▸ **Problem details**: Could all of the entries be written out exactly, with any pictures omitted?
(Excerpted records)
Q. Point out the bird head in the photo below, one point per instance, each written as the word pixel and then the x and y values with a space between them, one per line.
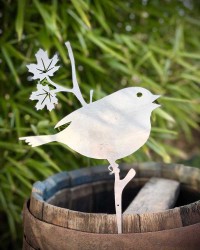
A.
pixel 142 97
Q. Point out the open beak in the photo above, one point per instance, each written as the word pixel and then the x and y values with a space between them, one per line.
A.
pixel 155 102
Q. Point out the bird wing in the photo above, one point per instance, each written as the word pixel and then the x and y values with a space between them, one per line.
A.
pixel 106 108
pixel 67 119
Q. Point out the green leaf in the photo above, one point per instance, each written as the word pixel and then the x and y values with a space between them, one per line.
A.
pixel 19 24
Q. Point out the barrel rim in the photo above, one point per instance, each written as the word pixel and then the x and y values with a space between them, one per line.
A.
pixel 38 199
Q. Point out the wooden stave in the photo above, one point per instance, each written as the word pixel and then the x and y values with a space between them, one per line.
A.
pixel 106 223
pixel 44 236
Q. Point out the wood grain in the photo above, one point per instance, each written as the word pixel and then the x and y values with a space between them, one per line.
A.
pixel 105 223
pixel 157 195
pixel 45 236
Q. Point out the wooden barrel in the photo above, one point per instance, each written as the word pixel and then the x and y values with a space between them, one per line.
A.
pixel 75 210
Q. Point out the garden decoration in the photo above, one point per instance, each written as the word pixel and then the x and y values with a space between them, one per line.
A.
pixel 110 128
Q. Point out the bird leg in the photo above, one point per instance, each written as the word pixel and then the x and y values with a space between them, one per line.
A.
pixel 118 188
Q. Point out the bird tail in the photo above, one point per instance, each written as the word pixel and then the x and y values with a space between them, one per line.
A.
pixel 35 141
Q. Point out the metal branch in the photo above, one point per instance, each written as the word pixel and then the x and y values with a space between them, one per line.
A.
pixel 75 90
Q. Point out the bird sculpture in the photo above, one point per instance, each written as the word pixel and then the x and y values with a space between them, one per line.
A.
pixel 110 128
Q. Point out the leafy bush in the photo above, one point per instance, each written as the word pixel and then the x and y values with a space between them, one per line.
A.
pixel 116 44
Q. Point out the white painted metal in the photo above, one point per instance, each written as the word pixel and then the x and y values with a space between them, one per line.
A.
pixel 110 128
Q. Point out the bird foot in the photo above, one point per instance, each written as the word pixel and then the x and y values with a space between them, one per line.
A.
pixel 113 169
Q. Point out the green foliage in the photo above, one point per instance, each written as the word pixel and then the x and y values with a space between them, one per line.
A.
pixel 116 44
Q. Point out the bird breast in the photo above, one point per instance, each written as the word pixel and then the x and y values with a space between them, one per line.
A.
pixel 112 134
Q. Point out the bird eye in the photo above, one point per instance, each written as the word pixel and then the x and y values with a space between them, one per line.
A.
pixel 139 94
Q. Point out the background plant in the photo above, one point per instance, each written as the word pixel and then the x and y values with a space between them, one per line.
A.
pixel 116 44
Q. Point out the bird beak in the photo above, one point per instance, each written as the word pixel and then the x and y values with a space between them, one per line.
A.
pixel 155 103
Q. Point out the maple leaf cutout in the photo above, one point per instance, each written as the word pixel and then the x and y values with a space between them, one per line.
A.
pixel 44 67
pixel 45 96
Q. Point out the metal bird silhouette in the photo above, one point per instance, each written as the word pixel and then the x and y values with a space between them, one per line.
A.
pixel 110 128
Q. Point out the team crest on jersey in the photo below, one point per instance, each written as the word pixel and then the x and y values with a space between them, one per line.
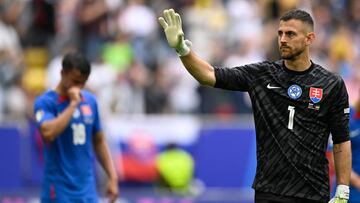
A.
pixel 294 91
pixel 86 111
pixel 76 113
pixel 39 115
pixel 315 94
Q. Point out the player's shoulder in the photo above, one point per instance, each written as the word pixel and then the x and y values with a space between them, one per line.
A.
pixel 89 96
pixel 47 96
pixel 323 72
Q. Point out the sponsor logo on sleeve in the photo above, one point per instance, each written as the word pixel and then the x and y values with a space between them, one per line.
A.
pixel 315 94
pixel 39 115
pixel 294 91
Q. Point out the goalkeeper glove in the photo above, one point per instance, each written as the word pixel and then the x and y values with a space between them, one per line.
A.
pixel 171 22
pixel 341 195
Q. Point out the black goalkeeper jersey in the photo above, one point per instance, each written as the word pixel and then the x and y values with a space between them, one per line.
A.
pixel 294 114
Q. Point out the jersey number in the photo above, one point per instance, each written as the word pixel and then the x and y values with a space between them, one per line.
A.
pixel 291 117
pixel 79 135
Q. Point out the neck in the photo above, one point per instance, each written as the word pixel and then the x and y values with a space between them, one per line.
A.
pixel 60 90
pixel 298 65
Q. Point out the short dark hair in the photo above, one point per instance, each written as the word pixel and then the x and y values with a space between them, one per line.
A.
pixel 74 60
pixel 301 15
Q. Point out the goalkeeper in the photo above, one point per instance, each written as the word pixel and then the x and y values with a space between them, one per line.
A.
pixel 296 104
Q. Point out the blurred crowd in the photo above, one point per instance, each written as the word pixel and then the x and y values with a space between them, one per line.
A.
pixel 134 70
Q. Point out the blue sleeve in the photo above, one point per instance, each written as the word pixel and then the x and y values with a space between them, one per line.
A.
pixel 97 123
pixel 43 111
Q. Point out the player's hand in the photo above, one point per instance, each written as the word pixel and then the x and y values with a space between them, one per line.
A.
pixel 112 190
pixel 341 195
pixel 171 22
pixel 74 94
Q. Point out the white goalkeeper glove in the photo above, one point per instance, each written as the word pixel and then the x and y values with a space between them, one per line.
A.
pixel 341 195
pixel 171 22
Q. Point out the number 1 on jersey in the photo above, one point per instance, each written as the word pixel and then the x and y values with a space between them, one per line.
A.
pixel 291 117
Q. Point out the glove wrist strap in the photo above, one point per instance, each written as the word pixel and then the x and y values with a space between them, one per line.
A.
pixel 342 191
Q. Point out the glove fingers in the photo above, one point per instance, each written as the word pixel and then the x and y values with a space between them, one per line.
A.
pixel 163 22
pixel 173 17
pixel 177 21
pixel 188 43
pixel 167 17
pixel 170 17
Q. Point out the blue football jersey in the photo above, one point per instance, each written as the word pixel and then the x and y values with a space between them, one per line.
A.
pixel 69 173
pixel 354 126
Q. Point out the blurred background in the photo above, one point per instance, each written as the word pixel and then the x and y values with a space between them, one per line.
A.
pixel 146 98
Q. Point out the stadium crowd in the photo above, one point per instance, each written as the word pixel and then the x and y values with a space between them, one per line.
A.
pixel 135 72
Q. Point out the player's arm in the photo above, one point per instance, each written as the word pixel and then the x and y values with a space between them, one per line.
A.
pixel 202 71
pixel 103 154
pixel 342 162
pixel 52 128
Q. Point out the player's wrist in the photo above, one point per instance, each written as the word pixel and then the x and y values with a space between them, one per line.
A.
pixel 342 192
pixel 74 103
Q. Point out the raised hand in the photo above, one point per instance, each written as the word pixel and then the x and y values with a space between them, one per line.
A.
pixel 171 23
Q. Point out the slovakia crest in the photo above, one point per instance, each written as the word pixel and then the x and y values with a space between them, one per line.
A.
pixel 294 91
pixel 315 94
(End Excerpted records)
▸ **Solution to the problem**:
Q. Point out the bird head in the photo below, one point per instance, each written as the word pixel and then the x and y values with a space between them, one per line.
A.
pixel 142 97
Q. Point out the open beak in the photo above, one point per instance, each written as the word pixel and then the x and y values with a space between them, one per line.
A.
pixel 155 102
Q. Point out the bird wing in the photo above, one point per instance, each written as the word pixel and then the x and y values with a space between them, one per line.
A.
pixel 106 108
pixel 67 119
Q. Point out the green leaf in the photo above, one point per instance, each written as the word pixel and then the x and y values with a space between them, one per line.
A.
pixel 19 24
Q. Point out the barrel rim in the photo above, one point per instance, each written as the word pixel and then the x and y values with a space between them, one per line.
A.
pixel 38 199
Q. Point out the wooden stave in the photo above, one point per instance, each written as the word pixel and then the x and y values with a space between them, one per line.
A.
pixel 106 223
pixel 44 236
Q. Point out the wood grain in the photo above, one point per instance, each written as the word pixel and then the x and y values with a space between them, one per line.
A.
pixel 105 223
pixel 157 195
pixel 45 236
Q. Point out the wooden barrel in the photo above, one point per instance, each written as the word pixel and then the x and y values with a space between them, one per line.
A.
pixel 75 210
Q. Point out the garden decoration in the photo above, one point per instance, each written as the word pixel and then the x and y values with a space between them, one per line.
A.
pixel 110 128
Q. Point out the bird leg in the photo above, one point per instance, each written as the word pixel and then the x and y values with a space between them, one per line.
A.
pixel 118 188
Q. Point out the bird tail in the photo above, one point per instance, each written as the word pixel and then the x and y values with a space between them, one per line.
A.
pixel 35 141
Q. Point out the metal branch in the photo above, one point per instance, each written as the word pixel and then the x and y values with a space between them, one per line.
A.
pixel 75 90
Q. Point out the bird sculpture in the photo above, one point per instance, each written as the word pixel and then the x and y values with a space between them, one per line.
A.
pixel 110 128
Q. Point out the leafy bush in the photo above, one point per instance, each written as the word pixel and then the x and y values with a space between them, one per line.
A.
pixel 116 44
Q. Point out the white painted metal in the photo above, one point per instance, each written as the word pixel and then the x and y values with a space between them, one per line.
A.
pixel 110 128
Q. Point out the bird foot in the photo above, one point per instance, each written as the word pixel and then the x and y values with a space between them, one per line.
A.
pixel 113 169
Q. Point out the green foliage in the photo above, one point per instance, each written as the word pixel and then the x and y values with a space between them, one per line.
A.
pixel 116 44
Q. Point out the bird breast in the photo above, one point per instance, each written as the word pixel and then the x and y values with a space between them, one per line.
A.
pixel 112 134
Q. Point out the bird eye in the photo above, one point per instance, each written as the word pixel and then the x and y values with a space between them, one per line.
A.
pixel 139 94
Q. Point out the background plant in the photo above, one point per instance, each written as the word pixel and then the x and y values with a space between them, one per line.
A.
pixel 116 44
Q. Point out the bird beak in the photo above, one point per instance, each written as the word pixel and then the x and y values with a space between them, one per line.
A.
pixel 155 103
Q. Point out the maple leaf cutout in the photo above, one point per instance, each written as the word pixel and then the x and y values with a space between them, one per line.
A.
pixel 44 67
pixel 45 96
Q. Point out the metal bird silhouette in the photo above, one point per instance, each written as the word pixel and then the x and y values with a space between them, one per line.
A.
pixel 110 128
Q. Point out the team crest on jersey in the photo below, one point per instance, each written as the word pixel and then the x and y values with a space between them, one per line.
A.
pixel 294 91
pixel 86 111
pixel 76 113
pixel 39 115
pixel 315 94
Q. Point out the player's shoulder in the photo above, one point per instance, each written as the word pixel and then the x and y values with a space between them, one per line.
A.
pixel 89 96
pixel 47 96
pixel 323 72
Q. Point out the sponsor logo on sleeve in the photo above, one point per instance, each written as the word pixel and then the x and y values with a space between them, one per line.
A.
pixel 315 94
pixel 39 115
pixel 294 91
Q. Point out the goalkeeper glove in the photo above, one point per instance, each written as the word pixel and then the x and y values with a space between them, one per line.
A.
pixel 171 22
pixel 341 195
Q. Point out the black goalkeeper jersey in the photo above, one point per instance, each written as the word pixel and then the x and y values with a space between them, one per line.
A.
pixel 294 114
Q. Point out the jersey number in the photo above, one point per instance, each written as the word pixel and then the x and y values with a space between them, one per line.
A.
pixel 291 117
pixel 79 135
Q. Point out the neck in the photo above, one point per instance, each written as the word pixel and then the x and y values with a space between them, one per line.
A.
pixel 60 90
pixel 298 65
Q. Point out the short dark hair in the photo above, one point per instance, each written as the word pixel and then the x and y values with a space between them, one per line.
A.
pixel 74 60
pixel 301 15
Q. Point out the goalkeeper in the photo above, one point per instance, each written as the word pixel and then the x and y values with a space between them, one per line.
A.
pixel 296 104
Q. Point out the blurred crowd in the photo above, one point per instance, each written as the word pixel and then the x and y values with a space between them, one per line.
A.
pixel 134 70
Q. Point out the blue sleeve in the photo above, one point per instance, each written as the word pixel and then the x and y values with a space between them, one per line.
A.
pixel 97 123
pixel 43 111
Q. Point out the player's hand in the photo above, one point per instance, each written as the word pixel and then the x and y values with a space between them, one per line.
A.
pixel 112 190
pixel 341 195
pixel 171 22
pixel 74 94
Q. Point out the white goalkeeper glove in the photo above, one point per instance, each written as the word pixel and then the x and y values with a space between them, one per line.
A.
pixel 341 195
pixel 171 22
Q. Point out the number 1 on jersey in the photo above, one point per instance, each written as the word pixel and then the x and y values with a space between them, one per line.
A.
pixel 291 117
Q. Point out the glove wrist strap in the photo above, one point per instance, each written as the word pixel and then the x and y values with a space between them, one per line.
A.
pixel 342 191
Q. Point out the glove fingers in the photo above, one point per instance, each written as the word pixel and then the x and y values with a space between them, one per line.
A.
pixel 163 22
pixel 173 17
pixel 177 21
pixel 188 43
pixel 167 17
pixel 170 17
Q. Point out the blue football jersey in the photo above, one point per instance, each written as the word pixel and then the x and y values with a space between them, one per line.
A.
pixel 69 173
pixel 354 126
Q. Point out the blurred background in the photo above, one point per instance, each written as the word pixel and then the x and y values with a space between them, one per line.
A.
pixel 146 98
Q. Point out the stadium crowd in the photo above, one point per instance, each written as the word pixel and then the x and y values with a space between them, one per line.
A.
pixel 135 72
Q. Point out the player's arm in the photo above, one point per instance, each written as the word pixel and then the x and y values with a space between them, one per line.
A.
pixel 202 71
pixel 103 154
pixel 342 162
pixel 52 128
Q. Point out the player's wrist in the photo above, one point per instance, each written as the word pixel and then the x and y values with a space between them, one per line.
A.
pixel 342 192
pixel 74 103
Q. Point out the raised hand in the photo above, one point per instance, each written as the word pixel and then the x and y values with a space between them, one per line.
A.
pixel 171 23
Q. Point out the slovakia crest in the photo above, one point per instance, each written as the word pixel and then the x and y values with a space between them, one per line.
A.
pixel 294 91
pixel 315 94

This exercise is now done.